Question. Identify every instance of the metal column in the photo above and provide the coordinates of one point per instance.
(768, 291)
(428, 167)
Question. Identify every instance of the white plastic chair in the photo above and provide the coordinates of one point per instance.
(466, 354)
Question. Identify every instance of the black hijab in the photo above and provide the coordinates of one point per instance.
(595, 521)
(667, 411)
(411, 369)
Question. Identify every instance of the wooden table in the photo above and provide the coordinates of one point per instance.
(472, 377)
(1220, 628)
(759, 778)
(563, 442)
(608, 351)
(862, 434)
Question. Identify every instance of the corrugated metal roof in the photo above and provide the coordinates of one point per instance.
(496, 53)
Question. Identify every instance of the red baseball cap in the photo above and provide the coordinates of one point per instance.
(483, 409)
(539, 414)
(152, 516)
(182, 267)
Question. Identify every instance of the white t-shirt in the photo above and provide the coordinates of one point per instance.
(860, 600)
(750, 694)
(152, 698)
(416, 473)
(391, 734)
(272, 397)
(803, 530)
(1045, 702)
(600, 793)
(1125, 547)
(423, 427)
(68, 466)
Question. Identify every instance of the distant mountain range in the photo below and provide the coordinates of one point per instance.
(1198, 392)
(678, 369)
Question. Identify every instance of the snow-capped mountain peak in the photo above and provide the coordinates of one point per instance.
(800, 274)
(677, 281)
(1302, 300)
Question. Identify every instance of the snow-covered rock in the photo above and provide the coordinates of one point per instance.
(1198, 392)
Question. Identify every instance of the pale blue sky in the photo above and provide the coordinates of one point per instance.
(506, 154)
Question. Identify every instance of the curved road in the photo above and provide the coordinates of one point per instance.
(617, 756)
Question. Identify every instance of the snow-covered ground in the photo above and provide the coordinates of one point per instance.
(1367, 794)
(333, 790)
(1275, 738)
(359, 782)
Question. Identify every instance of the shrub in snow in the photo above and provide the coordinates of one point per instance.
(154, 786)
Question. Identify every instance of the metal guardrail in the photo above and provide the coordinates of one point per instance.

▶ _THE TASK_
Each line in the material above must be retyped without alteration.

▶ _THE COMPLETED TASK_
Question. Identify every instance of the metal column in the photo above and provide the coordinates of one point per instance.
(768, 291)
(428, 167)
Question. Identify every instance of the white plastic chair in the photo above and provide the coordinates of one point per instance.
(466, 354)
Question. Identify every instance of the black hijab in the photo above and provide the coordinates of one point per instance.
(595, 521)
(667, 411)
(411, 369)
Question. Identify every instance of the wooden table in the photo above and provide the coordinates of one point per instance.
(472, 377)
(1220, 628)
(759, 778)
(563, 442)
(608, 351)
(862, 434)
Question. Identify every instance of the corrugated metal roof in the photo above and provide the coordinates of one point per instance.
(496, 53)
Question. Identify every instance of the red baseball cap in the photo above and provide the coordinates of one point per instance.
(483, 409)
(539, 414)
(152, 516)
(182, 267)
Question. Identify every instance of the white t-shirt in the photo above and provide the coordinates of one point per instance.
(860, 600)
(750, 694)
(152, 698)
(416, 473)
(391, 734)
(272, 397)
(803, 530)
(1045, 702)
(600, 793)
(1125, 547)
(423, 427)
(68, 466)
Question. Identify every instance of the distant mountain range in the photo below and provide the coordinates of one point per instance.
(1198, 392)
(678, 369)
Question. Identify every instance of the snow-capped mountain peak in the photo above and provide the coordinates of one point per instance.
(800, 274)
(677, 281)
(1302, 300)
Question. Identify every instance of the snow-covered rock in the photo above and provide the coordinates of one point per instance.
(1198, 392)
Question. Identify every instance of the pale blue sky in the photo above and provide the coordinates of one point per instance.
(506, 154)
Question. Identify every instance of the curved road in the photo above and provide the coordinates of one point per instance.
(617, 756)
Question. Identify every instance of the snow-covered ground in the photo above and provide the coordinates of one point per instance.
(1367, 794)
(333, 790)
(1275, 738)
(359, 782)
Question. Identify every instance of the shrub in snow in the photo above and provide the coordinates of one point per instance.
(154, 786)
Question. Identify every instance of the metal guardrail in the photo above and provide the coordinates of one point per instance.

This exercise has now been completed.